EXERCÍCIOS A RESOLVER:
• 1. Segundo o trecho sobre "Exílios", qual cidade é o destino da viagem de Zano e Naïma?
• 2. Traduza para o inglês esta frase do trecho sobre "Exílios": "Eles não se identificam com o meio em que vivem."
• 3. Transcreva do trecho sobre "Exílios" a passagem que vai de "Em ‘Exílios’, o" a "por fim, Argélia.".

TRECHO:
○ ○ ○
Em ‘Exílios’, o jovem músico Zano e sua namora Naïma decidem partir de seu apartamento em Paris em caminho à Argélia para rever o “lar” de seus avôs. Deixam a cidade luz europeia e partem em direção à região do Magreb africano, tendo como destino Argel. No caminho, passam por regiões rurais francesas, pela Espanha, se destacando a cidade de Sevilha e a região da Andaluzia, passando pelo Mar Mediterrâneo, por Marrocos e, por fim, Argélia. 

A viagem de Zano e Naïma é uma tentativa de busca de identidade, de autoconhecimento. Se sentem estrangeiros em Paris, mesmo sendo criados dentro da cultura e do pensamento cartesiano francês, sentem um vazio existencial. A identidade individual parte também da identificação coletiva, de uma alteridade com o outro, neste caso identificada apenas entre o casal e não com o coletivo. Eles não se identificam com o meio em que vivem. O caos urbano contrasta com a calmaria do apartamento e com a inquietação interna que possuem.
○ ○ ○
MATERIAL:
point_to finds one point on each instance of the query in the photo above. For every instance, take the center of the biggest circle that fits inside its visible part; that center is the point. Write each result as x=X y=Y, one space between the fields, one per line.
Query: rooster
○ ○ ○
RESPOSTAS POR EXERCÍCIO:
• 1. Argel, na Argélia.

• 2. They do not identify with the environment in which they live.

• 3.
Em ‘Exílios’, o jovem músico Zano e sua namora Naïma decidem partir de seu apartamento em Paris em caminho à Argélia para rever o “lar” de seus avôs. Deixam a cidade luz europeia e partem em direção à região do Magreb africano, tendo como destino Argel. No caminho, passam por regiões rurais francesas, pela Espanha, se destacando a cidade de Sevilha e a região da Andaluzia, passando pelo Mar Mediterrâneo, por Marrocos e, por fim, Argélia.